--- STORED DATA Enclosed Below ---
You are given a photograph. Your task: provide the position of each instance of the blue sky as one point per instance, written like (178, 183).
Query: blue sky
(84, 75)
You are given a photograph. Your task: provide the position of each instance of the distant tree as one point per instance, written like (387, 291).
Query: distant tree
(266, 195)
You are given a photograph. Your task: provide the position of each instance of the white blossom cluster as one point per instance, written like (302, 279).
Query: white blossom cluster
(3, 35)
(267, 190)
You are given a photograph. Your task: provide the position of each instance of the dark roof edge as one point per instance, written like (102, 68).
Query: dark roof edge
--- End of Enclosed STORED DATA ---
--- STORED DATA Enclosed Below ---
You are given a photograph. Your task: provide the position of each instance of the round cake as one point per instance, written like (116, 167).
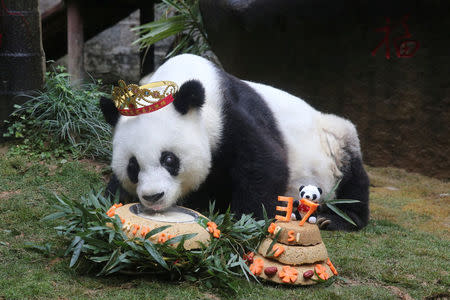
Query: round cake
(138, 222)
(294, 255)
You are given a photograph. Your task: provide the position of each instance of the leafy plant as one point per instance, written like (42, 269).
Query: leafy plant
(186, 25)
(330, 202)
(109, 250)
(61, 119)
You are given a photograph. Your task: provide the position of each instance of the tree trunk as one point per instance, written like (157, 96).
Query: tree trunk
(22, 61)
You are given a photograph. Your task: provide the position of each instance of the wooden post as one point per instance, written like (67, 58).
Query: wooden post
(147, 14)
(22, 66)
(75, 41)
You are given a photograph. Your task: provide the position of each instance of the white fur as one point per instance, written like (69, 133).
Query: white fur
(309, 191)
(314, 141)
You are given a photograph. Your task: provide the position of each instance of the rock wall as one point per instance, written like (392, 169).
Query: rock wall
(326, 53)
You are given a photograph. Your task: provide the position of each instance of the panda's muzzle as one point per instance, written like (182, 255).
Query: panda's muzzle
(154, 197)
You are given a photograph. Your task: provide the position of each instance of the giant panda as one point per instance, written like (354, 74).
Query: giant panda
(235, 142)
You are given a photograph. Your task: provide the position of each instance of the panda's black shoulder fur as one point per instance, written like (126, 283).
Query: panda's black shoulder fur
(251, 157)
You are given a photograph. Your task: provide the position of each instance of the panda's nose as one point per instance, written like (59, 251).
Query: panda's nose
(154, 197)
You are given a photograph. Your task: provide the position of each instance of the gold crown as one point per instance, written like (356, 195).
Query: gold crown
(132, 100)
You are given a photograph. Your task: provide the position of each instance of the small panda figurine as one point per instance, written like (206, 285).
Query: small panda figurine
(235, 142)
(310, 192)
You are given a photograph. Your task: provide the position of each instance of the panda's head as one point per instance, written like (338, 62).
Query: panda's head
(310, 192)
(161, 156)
--- End of Enclosed STORED DATA ---
> TRY IT:
The answer must consist of each line from the entries that contains the string "dark".

> WRITTEN SOLUTION:
You are given a photograph. Your task: provide the position of each instance of the dark roof edge as one point per instance, written like (102, 68).
Query: dark roof edge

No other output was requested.